Si certains facteurs de mode de vie, comme l’alimentation (microbiote notamment) ont été largement documentés pour leurs effets sur le système immunitaire, le sommeil, est plus rarement évoqué. Pourtant, en augmentant la capacité migratoire des cellules T vers les ganglions lymphatiques, le sommeil joue un rôle clé dans notre immunité. C’est la démonstration de cette équipe de chercheurs de l’Université Ludwig-Maximilians qui nous explique, dans la revue Brain, Behavior, and Immunity, les raisons biologiques et cellulaires de cet effet particulier du sommeil.
Le phénomène a peu été étudié jusqu’à présent, même s’il a déjà été démontré que chez les personnes qui dorment après s’être fait vacciner, la réponse immunitaire est en moyenne 2 fois plus forte que chez les personnes qui ne dorment pas durant la nuit qui suit la vaccination. L’équipe de Munich, dirigée par le professeur Luciana Besedovsky de l’Institut de psychologie décrypte comment le sommeil favorise l’activité de certaines cellules immunitaires.
Quelles différences après une nuit blanche ?
========
Tâches à réaliser:
1. Recopiez mot pour mot, dans le texte sur le sommeil et l'immunité, tout le passage qui va de « Si certains facteurs » jusqu'à « particulier du sommeil. ».
2. Résumez en deux phrases le texte sur le sommeil et l'immunité.
3. Rédigez la suite du texte sur le sommeil et l'immunité, à partir de sa dernière ligne.
Les lignes de données ne sont d'aucune utilité pour ce travail.
========
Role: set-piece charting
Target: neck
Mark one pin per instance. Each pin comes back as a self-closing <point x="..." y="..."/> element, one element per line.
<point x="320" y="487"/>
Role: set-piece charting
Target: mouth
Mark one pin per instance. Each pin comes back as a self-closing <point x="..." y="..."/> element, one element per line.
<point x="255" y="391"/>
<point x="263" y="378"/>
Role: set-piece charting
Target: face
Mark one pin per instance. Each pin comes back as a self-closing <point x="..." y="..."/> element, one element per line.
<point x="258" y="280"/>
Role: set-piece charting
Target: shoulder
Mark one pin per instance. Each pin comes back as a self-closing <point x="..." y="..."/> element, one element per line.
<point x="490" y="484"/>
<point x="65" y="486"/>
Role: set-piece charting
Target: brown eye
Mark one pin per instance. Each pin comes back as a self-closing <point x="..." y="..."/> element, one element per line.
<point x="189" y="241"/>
========
Réponses:
1.
Si certains facteurs de mode de vie, comme l’alimentation (microbiote notamment) ont été largement documentés pour leurs effets sur le système immunitaire, le sommeil, est plus rarement évoqué. Pourtant, en augmentant la capacité migratoire des cellules T vers les ganglions lymphatiques, le sommeil joue un rôle clé dans notre immunité. C’est la démonstration de cette équipe de chercheurs de l’Université Ludwig-Maximilians qui nous explique, dans la revue Brain, Behavior, and Immunity, les raisons biologiques et cellulaires de cet effet particulier du sommeil.

2. Selon une équipe de l'Université Ludwig-Maximilians publiée dans la revue Brain, Behavior, and Immunity, le sommeil joue un rôle clé dans l'immunité en augmentant la capacité migratoire des cellules T vers les ganglions lymphatiques. Ce phénomène a peu été étudié jusqu'ici, même s'il a déjà été démontré que la réponse immunitaire est en moyenne deux fois plus forte chez les personnes qui dorment après s'être fait vacciner.

3.
L’étude a évalué à plusieurs reprises la concentration de différents sous-groupes de lymphocytes T dans le sang de participants en bonne santé au cours de 2 séances de 24 heures. Lors de l’une des 2 séances, les participants étaient autorisés à dormir la nuit pendant 8 heures, dans l’autre, ils étaient autorisés à s’allonger mais devaient rester éveillés. Un cathéter de l’avant-bras permettait un prélèvement sanguin sans perturber le sommeil du participant. L’analyse révèle :
- des différences significatives entre les 2 séances ;
- précisément, le sommeil favorise la capacité migratoire de certaines sous-populations de lymphocytes T vers les ganglions lymphatiques ;
- les cellules T se lient à une protéine de signalisation, la chimiokine « CCL19 », une molécule qui favorise la la migration des lymphocytes T qui possèdent le récepteur correspondant pour CCL19, vers les ganglions lymphatiques, où les défenses immunitaires des lymphocytes T sont « entraînées » au contact des antigènes – par exemple après une vaccination ;
- ainsi, l’incubation de cellules T avec du plasma sanguin prélevé sur des participants endormis augmente également la capacité de migration des lymphocytes T ;
- l’hormone de croissance et la prolactine sont également identifiées comme des facteurs décisifs de ce comportement migratoire des cellules T : et les concentrations plasmatiques de ces 2 hormones dépendent en effet du sommeil, avec des valeurs plus élevées chez les participants qui ont dormi pendant la nuit.
Quelles implications ? Au-delà de confirmer à nouveau le sommeil comme un facteur tout aussi décisif pour la santé, l’hormone de croissance et la prolactine pourraient être utilisées comme de nouveaux adjuvants pour favoriser les réponses immunitaires après la vaccination, en particulier chez les personnes âgées, qui présentent généralement des niveaux plus réduits de ces hormones pendant le sommeil. On retiendra donc que
le sommeil soutient les réponses immunitaires -notamment après la vaccination –
et on comprend mieux pourquoi les vaccins sont souvent moins efficaces chez les personnes âgées.